◆ Required work: Go to the line containing "box: [0, 2, 600, 238]" in the records below and print it and every following line exactly, on through the line containing "rough mask: <svg", then stop.

Collected data:
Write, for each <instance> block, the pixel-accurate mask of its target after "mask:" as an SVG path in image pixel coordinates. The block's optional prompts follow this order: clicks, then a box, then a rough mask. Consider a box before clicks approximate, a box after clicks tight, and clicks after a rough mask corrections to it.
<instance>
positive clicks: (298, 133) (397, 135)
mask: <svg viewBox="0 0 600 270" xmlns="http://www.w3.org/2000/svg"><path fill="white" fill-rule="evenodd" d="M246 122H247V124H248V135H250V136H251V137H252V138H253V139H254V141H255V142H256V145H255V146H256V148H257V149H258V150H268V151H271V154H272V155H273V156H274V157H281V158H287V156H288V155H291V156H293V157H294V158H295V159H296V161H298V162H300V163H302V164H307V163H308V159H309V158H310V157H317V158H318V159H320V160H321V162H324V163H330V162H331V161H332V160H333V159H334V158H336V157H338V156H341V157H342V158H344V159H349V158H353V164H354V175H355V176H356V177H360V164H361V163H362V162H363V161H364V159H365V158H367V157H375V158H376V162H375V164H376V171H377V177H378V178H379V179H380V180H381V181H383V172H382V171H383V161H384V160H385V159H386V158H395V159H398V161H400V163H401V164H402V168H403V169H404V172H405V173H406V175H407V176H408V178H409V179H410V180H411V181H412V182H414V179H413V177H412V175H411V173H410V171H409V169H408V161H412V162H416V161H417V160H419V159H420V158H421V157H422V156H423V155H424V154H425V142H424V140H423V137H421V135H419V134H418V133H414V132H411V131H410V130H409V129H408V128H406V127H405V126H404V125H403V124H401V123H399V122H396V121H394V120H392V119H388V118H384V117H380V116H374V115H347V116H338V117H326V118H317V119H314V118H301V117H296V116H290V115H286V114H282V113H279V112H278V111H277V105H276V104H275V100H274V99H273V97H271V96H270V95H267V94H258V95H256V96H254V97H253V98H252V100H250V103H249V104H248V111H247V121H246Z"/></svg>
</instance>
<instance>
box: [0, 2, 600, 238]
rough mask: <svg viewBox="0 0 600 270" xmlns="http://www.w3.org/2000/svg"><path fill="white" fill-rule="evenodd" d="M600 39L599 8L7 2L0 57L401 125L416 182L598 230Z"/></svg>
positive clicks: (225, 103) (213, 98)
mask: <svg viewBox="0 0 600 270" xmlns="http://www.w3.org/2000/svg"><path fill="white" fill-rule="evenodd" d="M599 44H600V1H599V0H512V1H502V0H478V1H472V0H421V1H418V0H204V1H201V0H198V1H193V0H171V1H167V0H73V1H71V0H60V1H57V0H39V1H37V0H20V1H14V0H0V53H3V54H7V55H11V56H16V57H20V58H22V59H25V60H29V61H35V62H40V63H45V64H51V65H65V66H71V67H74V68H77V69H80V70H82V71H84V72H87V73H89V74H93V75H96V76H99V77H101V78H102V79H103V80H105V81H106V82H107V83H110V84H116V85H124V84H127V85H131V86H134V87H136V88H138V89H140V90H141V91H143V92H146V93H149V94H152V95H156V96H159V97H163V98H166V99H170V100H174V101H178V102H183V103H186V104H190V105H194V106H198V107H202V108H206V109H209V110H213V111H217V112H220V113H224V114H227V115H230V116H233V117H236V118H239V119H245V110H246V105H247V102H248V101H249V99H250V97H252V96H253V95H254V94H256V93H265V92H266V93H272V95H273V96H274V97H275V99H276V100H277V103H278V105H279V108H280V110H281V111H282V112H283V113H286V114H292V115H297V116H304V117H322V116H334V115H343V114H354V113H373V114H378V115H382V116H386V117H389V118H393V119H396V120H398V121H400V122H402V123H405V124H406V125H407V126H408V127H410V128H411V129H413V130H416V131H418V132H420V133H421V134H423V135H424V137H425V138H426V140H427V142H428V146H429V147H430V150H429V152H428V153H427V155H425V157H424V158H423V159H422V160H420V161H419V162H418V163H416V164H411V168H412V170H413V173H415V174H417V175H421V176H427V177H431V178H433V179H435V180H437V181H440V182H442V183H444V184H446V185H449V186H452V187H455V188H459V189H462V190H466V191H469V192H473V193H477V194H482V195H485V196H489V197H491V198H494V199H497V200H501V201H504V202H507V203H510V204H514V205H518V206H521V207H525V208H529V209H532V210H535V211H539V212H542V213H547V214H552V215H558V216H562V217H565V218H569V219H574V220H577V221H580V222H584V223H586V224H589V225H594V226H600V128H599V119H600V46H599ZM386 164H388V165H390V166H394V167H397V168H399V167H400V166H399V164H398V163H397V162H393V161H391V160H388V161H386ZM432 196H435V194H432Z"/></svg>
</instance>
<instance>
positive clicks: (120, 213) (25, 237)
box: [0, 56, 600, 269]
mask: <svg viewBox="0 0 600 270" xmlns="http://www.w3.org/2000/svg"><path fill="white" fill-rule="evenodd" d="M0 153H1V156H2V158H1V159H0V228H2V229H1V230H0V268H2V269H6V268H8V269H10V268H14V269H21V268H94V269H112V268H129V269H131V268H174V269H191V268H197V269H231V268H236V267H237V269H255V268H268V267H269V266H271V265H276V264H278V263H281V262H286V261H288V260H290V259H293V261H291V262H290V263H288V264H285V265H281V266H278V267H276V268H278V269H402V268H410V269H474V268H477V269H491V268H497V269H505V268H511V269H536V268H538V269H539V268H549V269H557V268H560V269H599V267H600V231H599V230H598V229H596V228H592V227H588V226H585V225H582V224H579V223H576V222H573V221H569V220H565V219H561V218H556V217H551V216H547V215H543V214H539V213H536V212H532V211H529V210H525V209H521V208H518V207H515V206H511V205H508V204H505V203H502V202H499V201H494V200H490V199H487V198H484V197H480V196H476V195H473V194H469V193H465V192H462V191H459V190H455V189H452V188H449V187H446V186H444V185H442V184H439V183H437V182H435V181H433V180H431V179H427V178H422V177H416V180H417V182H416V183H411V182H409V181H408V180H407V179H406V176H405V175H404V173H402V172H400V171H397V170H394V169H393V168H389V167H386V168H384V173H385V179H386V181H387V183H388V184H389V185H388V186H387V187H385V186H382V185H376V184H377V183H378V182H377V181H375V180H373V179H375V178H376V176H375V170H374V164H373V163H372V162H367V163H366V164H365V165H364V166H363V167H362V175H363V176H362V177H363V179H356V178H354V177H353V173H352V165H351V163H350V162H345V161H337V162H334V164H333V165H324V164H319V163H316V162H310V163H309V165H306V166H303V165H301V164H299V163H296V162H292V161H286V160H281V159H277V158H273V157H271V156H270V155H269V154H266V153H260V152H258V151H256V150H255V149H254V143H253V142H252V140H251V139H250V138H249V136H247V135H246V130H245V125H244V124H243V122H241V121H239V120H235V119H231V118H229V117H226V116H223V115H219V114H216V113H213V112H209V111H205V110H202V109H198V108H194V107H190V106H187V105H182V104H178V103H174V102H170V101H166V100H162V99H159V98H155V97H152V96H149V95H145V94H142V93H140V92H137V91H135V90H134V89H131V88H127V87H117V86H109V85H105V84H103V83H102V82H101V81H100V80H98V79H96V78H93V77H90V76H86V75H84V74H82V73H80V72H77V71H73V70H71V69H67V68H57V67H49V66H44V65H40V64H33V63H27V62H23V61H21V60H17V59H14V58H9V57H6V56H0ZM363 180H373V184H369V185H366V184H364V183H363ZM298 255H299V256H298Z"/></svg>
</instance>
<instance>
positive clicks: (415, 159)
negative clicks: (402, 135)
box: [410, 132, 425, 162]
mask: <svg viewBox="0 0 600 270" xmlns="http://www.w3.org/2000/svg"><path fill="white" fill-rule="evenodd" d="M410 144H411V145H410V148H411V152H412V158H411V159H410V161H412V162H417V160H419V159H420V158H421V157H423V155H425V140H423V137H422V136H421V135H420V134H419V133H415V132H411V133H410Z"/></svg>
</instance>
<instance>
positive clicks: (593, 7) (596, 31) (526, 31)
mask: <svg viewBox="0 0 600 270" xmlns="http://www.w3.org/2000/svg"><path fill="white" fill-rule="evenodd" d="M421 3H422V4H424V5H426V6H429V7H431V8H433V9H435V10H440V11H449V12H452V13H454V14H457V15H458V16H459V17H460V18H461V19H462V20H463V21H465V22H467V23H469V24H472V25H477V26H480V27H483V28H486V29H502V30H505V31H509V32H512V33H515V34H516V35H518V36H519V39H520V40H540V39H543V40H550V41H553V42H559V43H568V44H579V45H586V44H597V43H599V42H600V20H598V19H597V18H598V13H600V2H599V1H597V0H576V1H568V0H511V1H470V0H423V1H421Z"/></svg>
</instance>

◆ Reply:
box: [0, 2, 600, 238]
rough mask: <svg viewBox="0 0 600 270" xmlns="http://www.w3.org/2000/svg"><path fill="white" fill-rule="evenodd" d="M600 39L599 8L7 2L0 57L401 125L416 182L598 230Z"/></svg>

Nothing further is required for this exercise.